Selection:
◆ ◆ ◆ ◆ ◆ ◆ ◆

= Neendakara Port =

Neendakara port (Neendakara Fishing Harbour) is an intermediate port located in the Kollam district of Kerala. It is situated on the Ashtamudi Lake, which comprises both sides - Neendakara and Sakthikulangara. The port is used for fishing and cargo transportation. It has the capacity to contain over 500 fishing boats at a time.

The history of Neendakara port dates back to the early 16th century, when Portuguese traders settled in Kollam. Their ships passed through the Neendakara bar, which is now the site of the Neendakara Bridge. The bridge is part of National Highway 66, which connects the village of Neendakara to Sakthikulangara across the Ashtamudi Lake.

◆ ◆ ◆ ◆ ◆ ◆ ◆

Tasks to perform:
- 1) Please state how many fishing boats the port text says the port can hold at one time.
- 2) Rewrite the port text starting at the words "The history of" and ending after "the Ashtamudi Lake.", using "merchants" in place of "traders".
The data after this point has no connection to the port text.

Given material:

◆ ◆ ◆ ◆ ◆ ◆ ◆

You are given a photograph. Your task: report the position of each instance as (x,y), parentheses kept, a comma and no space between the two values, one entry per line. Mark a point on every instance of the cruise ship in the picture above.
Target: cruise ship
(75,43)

◆ ◆ ◆ ◆ ◆ ◆ ◆

In response:
- 1) Over 500 fishing boats.

- 2)
The history of Neendakara port dates back to the early 16th century, when Portuguese merchants settled in Kollam. Their ships passed through the Neendakara bar, which is now the site of the Neendakara Bridge. The bridge is part of National Highway 66, which connects the village of Neendakara to Sakthikulangara across the Ashtamudi Lake.